Segmentation annotation records:

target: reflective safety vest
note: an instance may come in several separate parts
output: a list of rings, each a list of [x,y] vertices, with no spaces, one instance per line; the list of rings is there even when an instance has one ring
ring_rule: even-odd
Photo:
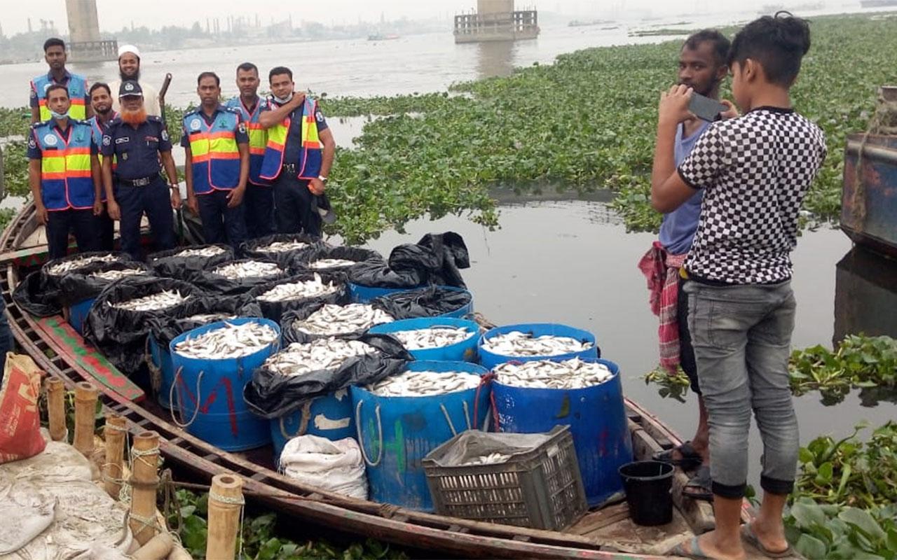
[[[206,194],[213,190],[229,191],[239,183],[239,113],[220,108],[210,125],[200,114],[202,110],[197,108],[184,116],[184,134],[190,141],[193,158],[193,192]]]
[[[38,94],[38,106],[40,108],[40,122],[50,120],[50,109],[47,107],[47,88],[53,85],[53,80],[47,74],[41,74],[31,81],[31,87]],[[87,93],[87,81],[76,73],[70,73],[68,83],[68,99],[72,107],[68,116],[75,120],[87,118],[87,107],[84,105],[84,94]]]
[[[268,99],[268,103],[272,108],[277,107],[277,104],[271,99]],[[283,123],[268,129],[268,145],[265,149],[265,159],[262,161],[260,174],[263,179],[277,178],[284,163],[296,164],[300,179],[317,179],[320,176],[324,150],[318,135],[318,123],[315,122],[317,112],[318,101],[306,96],[305,104],[302,106],[302,148],[299,151],[299,161],[283,161],[287,134],[290,131],[290,117],[287,116]]]
[[[60,133],[56,121],[48,121],[34,125],[31,134],[40,147],[40,198],[47,210],[93,208],[91,125],[70,118]]]
[[[266,103],[265,99],[259,99],[255,110],[251,113],[247,110],[239,96],[225,104],[229,108],[239,110],[243,116],[243,122],[246,123],[246,130],[249,134],[249,183],[253,185],[270,185],[269,181],[259,176],[262,171],[262,160],[265,159],[265,145],[268,142],[268,131],[258,123],[258,116],[261,115],[262,108]]]

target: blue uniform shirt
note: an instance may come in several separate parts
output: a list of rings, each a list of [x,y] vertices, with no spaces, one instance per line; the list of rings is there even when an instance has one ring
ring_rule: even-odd
[[[683,138],[683,125],[675,131],[675,144],[674,159],[676,168],[692,153],[698,138],[704,134],[710,123],[701,121],[701,127],[688,138]],[[698,230],[698,219],[701,217],[701,201],[703,190],[695,191],[694,194],[685,202],[668,214],[664,214],[660,224],[660,245],[664,246],[670,254],[684,254],[692,248],[692,240]]]
[[[161,119],[152,115],[136,128],[120,117],[112,119],[100,147],[104,157],[116,157],[116,175],[122,179],[142,179],[159,173],[161,151],[171,151],[171,140]]]

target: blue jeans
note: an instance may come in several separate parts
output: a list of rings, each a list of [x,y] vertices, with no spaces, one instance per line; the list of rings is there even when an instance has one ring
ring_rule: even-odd
[[[788,388],[796,303],[790,281],[710,286],[686,282],[689,328],[710,429],[713,493],[741,498],[747,486],[751,412],[763,442],[760,486],[790,494],[799,436]]]

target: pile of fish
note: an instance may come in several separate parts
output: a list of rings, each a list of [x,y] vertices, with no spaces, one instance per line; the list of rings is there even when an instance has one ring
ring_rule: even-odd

_GIVEN TASK_:
Please reproduce every line of the records above word for word, leaving out the pictures.

_RESULT_:
target: reflective safety vest
note: an instance may come in several separate parts
output: a list of rings, each a list of [x,y] vertices, with no spaces, one instance per line; the list of rings is there even when an instance has one ring
ring_rule: even-odd
Photo:
[[[206,194],[213,190],[229,191],[239,183],[239,113],[220,108],[210,125],[200,114],[202,110],[197,108],[184,116],[184,134],[190,141],[193,158],[193,192]]]
[[[38,94],[38,106],[40,108],[40,122],[50,120],[50,109],[47,107],[47,88],[53,85],[53,80],[47,74],[41,74],[31,81],[31,87]],[[87,93],[87,81],[76,73],[70,73],[68,83],[68,99],[72,107],[68,116],[75,120],[87,118],[87,107],[84,105],[84,94]]]
[[[268,99],[268,103],[272,108],[277,107],[277,104],[271,99]],[[283,123],[268,129],[268,145],[265,149],[265,159],[262,161],[260,174],[263,179],[277,178],[284,163],[296,164],[300,179],[317,179],[320,176],[324,150],[318,135],[318,123],[315,122],[317,112],[318,101],[306,96],[305,104],[302,106],[302,148],[299,151],[299,161],[283,161],[287,134],[290,131],[290,117],[287,116]]]
[[[60,133],[56,121],[48,121],[34,125],[31,134],[40,147],[40,198],[47,210],[93,208],[91,125],[70,118]]]
[[[266,103],[265,99],[259,99],[255,110],[251,113],[247,110],[239,96],[225,104],[229,108],[239,110],[243,116],[243,122],[246,123],[246,130],[249,134],[249,183],[253,185],[270,185],[269,181],[259,176],[262,171],[262,160],[265,159],[265,145],[268,142],[268,131],[258,123],[258,116],[261,115],[262,108]]]

target: blue uniform shirt
note: an instance may come in several separate parts
output: a list of rings, each a list of [x,y] vertices, with no spaces, one instance per line; the list of rings is there even when an instance has one ring
ring_rule: even-odd
[[[683,138],[683,125],[675,131],[675,144],[674,159],[676,168],[692,153],[698,138],[704,134],[710,123],[701,121],[701,127],[688,138]],[[698,230],[698,219],[701,217],[701,201],[703,190],[695,191],[694,194],[685,202],[668,214],[664,214],[660,224],[660,245],[664,246],[670,254],[684,254],[692,248],[692,240]]]
[[[161,119],[152,115],[136,128],[120,117],[112,119],[100,147],[104,157],[116,157],[116,175],[122,179],[142,179],[159,173],[161,151],[171,151],[171,140]]]

target: blue jeans
note: an instance may come in several separate parts
output: a list of rings, each a list of [x,y] vertices, with no spaces, one instance per line; the list of rings is there even when an instance has one ring
ring_rule: even-odd
[[[788,388],[796,303],[790,281],[710,286],[686,282],[689,328],[710,429],[713,493],[741,498],[747,486],[751,412],[763,442],[760,486],[790,494],[799,436]]]

target: pile of fish
note: an instance may come in several separate parts
output: a list of rings, each a list of [x,y] vertices, with no spaces, one instance per line; the list of rings is there even when an instance has one ring
ring_rule: even-odd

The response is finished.